== Collection entries ==
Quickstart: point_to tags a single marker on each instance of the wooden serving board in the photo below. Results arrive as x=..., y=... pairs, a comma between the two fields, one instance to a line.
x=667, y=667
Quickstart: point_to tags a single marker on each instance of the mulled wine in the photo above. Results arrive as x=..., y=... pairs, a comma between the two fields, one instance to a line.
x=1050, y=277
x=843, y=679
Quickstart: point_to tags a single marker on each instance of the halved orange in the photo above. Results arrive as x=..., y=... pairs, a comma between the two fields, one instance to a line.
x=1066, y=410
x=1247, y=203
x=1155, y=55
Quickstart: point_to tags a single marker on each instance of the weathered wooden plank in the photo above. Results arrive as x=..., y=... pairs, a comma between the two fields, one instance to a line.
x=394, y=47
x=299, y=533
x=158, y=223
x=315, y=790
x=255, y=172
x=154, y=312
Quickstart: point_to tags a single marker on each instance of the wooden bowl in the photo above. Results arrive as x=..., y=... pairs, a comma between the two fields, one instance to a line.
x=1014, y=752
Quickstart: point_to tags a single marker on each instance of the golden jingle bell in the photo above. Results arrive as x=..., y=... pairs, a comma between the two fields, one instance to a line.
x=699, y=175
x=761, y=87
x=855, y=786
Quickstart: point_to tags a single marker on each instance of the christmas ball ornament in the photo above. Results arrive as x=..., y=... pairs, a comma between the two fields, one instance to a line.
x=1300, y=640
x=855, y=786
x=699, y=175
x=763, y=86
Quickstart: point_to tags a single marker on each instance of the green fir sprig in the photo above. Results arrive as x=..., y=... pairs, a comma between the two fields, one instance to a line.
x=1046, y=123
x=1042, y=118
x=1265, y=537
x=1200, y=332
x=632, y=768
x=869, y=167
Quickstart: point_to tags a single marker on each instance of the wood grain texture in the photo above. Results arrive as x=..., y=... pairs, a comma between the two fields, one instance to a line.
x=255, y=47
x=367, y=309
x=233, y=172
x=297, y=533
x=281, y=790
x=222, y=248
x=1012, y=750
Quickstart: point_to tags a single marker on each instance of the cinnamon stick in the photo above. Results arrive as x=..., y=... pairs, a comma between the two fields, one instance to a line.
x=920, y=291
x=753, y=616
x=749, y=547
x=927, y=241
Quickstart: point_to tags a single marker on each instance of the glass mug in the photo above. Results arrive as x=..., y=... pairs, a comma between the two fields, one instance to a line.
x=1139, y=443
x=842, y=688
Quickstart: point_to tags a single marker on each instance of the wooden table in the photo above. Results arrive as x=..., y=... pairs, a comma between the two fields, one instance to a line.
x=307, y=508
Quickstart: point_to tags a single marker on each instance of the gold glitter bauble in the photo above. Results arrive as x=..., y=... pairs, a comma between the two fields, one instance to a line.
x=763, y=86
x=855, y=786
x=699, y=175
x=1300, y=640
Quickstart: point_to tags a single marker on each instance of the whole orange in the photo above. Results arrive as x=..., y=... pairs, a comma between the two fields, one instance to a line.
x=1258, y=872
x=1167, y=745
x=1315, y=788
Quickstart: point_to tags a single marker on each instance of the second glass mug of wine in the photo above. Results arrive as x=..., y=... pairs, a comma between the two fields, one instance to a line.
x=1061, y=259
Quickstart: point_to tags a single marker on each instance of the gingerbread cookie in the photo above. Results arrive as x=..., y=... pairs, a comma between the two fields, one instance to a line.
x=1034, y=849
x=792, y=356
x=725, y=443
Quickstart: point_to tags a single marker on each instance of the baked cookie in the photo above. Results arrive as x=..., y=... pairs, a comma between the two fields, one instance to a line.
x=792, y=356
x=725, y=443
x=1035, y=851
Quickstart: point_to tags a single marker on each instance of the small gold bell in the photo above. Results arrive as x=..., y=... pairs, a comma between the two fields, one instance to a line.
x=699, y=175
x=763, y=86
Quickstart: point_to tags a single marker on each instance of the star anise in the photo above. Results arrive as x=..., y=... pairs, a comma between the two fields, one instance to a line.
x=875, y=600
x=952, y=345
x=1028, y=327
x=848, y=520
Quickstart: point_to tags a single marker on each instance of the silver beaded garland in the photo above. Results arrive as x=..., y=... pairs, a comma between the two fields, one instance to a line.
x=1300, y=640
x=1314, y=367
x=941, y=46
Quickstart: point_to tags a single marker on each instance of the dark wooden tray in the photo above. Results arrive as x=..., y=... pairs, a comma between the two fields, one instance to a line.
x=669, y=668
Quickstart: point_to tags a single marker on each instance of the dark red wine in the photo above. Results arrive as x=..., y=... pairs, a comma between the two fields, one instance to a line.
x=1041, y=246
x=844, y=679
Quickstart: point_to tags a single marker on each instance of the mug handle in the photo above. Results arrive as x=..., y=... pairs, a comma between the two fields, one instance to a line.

== OBJECTIVE ==
Reproduce the material above line for line, with no changes.

== WRITTEN REPLY ==
Quickstart: point_to tags a single marker on each instance of the wooden serving board in the photo below. Results arrive as x=..., y=... pairs, a comma between the two fields, one instance to a line.
x=667, y=667
Quickstart: point_to tags a single marker on each instance of the mulled wine in the photo above. Results arrive as x=..., y=... pairs, a comma between the two fields, one instance to a line.
x=1050, y=277
x=843, y=679
Quickstart: point_to tags a single marker on each instance of the halved orange in the photo above. Results arrive as x=..., y=... pairs, a comma between the two fields, one instance to a line.
x=1066, y=410
x=1247, y=203
x=1155, y=55
Quickstart: point_to tags a single marker on each instance of the weathered wooden plank in the photo above. Results arrive as x=..., y=... pairs, a comma between the two fields, one instance to a line.
x=394, y=47
x=299, y=533
x=158, y=223
x=315, y=790
x=255, y=172
x=154, y=312
Quickstart: point_to tags a single marker on each instance of the wooden bowl in the photo above. Results arrive as x=..., y=... pairs, a comma between the two fields, one instance to a line.
x=1014, y=752
Quickstart: point_to tags a single marker on each instance of the golden jingle bell in the photo above. Results arrive as x=..., y=... pairs, a comma between the two fields, one instance to a line.
x=699, y=175
x=761, y=87
x=855, y=786
Quickstart: point_to tags a single marker on each instance of the christmas ball ornament in the photo above. Results arrive as x=..., y=... pairs, a comma between the two fields, one instance to a line.
x=1300, y=640
x=855, y=786
x=699, y=175
x=763, y=86
Quickstart: point_to tags a single marker on each instance of the green fir sprig in the photo above. Results arrive as x=..., y=... pairs, a comma between the two fields, one instance to a line.
x=1046, y=123
x=1042, y=118
x=1265, y=537
x=1200, y=332
x=632, y=768
x=869, y=167
Quickstart: point_to tags a single marker on each instance of the wood grain texture in the photo above. Results arrive as x=..., y=... pairs, a comma between the two fields, one instance to a line.
x=255, y=47
x=367, y=309
x=233, y=172
x=297, y=533
x=281, y=790
x=222, y=248
x=1012, y=750
Quickstart: point_to tags a single marker on each instance of the cinnamon stick in the photo above. Results arrive as x=..., y=... pairs, a comma between the two fields, one instance to a line.
x=920, y=291
x=753, y=616
x=749, y=547
x=927, y=241
Quickstart: point_to tags a single marker on each instance of the glass mug in the photo above. Results arrive as x=..., y=... pairs, a comma between the two fields, one instance to a line.
x=1139, y=443
x=842, y=688
Quickstart: point_to tags a single marker on each instance of the wooden table in the photo above. Results arrive as x=..., y=... pairs, a comma between the two fields, one instance to a line.
x=307, y=508
Quickstart: point_to tags a single marker on each instance of the gold glitter bauble in the photo above. Results arrive as x=..., y=... pairs, a comma between the two fields, one instance to a line.
x=763, y=86
x=855, y=786
x=699, y=175
x=1300, y=640
Quickstart: point_to tags a single marker on each instance of the whole orange in the photo above. Results arrive as x=..., y=... pairs, a comma between the two fields, one instance to a line.
x=1258, y=872
x=1167, y=745
x=1315, y=788
Quickstart: point_to tags a single marker on each instance of the second glass mug of wine in the photo above. Results arrive as x=..., y=... pairs, a comma between the two fields, one instance to a line.
x=1061, y=259
Quickstart: point_to tags a single marker on each instance of the gingerbread cookie in the photo above. Results arrive as x=..., y=... pairs, a comma between the two fields, one instance to a line.
x=1034, y=849
x=792, y=356
x=725, y=443
Quickstart: point_to tags a single marker on each instance of the baked cookie in the photo above. Results arrive as x=..., y=... pairs, a comma between the two fields, one instance to a line.
x=792, y=356
x=725, y=443
x=1035, y=851
Quickstart: point_to tags a single marker on each instance of the small gold bell in the photo above. Results arrive as x=..., y=... pairs, a comma between the two fields, one instance to a line.
x=699, y=175
x=763, y=86
Quickstart: point_to tags a single marker on each instance of the star anise in the photo above. Results arrive as x=..., y=... pairs, a comma between the two fields, one instance to a line.
x=875, y=600
x=952, y=345
x=1028, y=327
x=848, y=520
Quickstart: point_to tags a single marker on each instance of the silver beaded garland in the photo above. Results arrive as x=..., y=... pairs, a comma between the two fields, one instance to a line.
x=1300, y=640
x=1314, y=367
x=941, y=46
Quickstart: point_to tags a single marker on each instance of the dark wooden tray in the photo above. Results arrive as x=..., y=... pairs, a comma between the two fields, one instance to a line.
x=669, y=668
Quickstart: point_to tags a single marker on each instance of the dark red wine in the photo above. Results arrive as x=..., y=... pairs, a comma between the two fields, one instance to a line.
x=1041, y=246
x=844, y=679
Quickstart: point_to tags a single marker on each instance of the mug handle in the photo above. Results arrive as x=..., y=... pairs, a comma between the two fields, one instance to a line.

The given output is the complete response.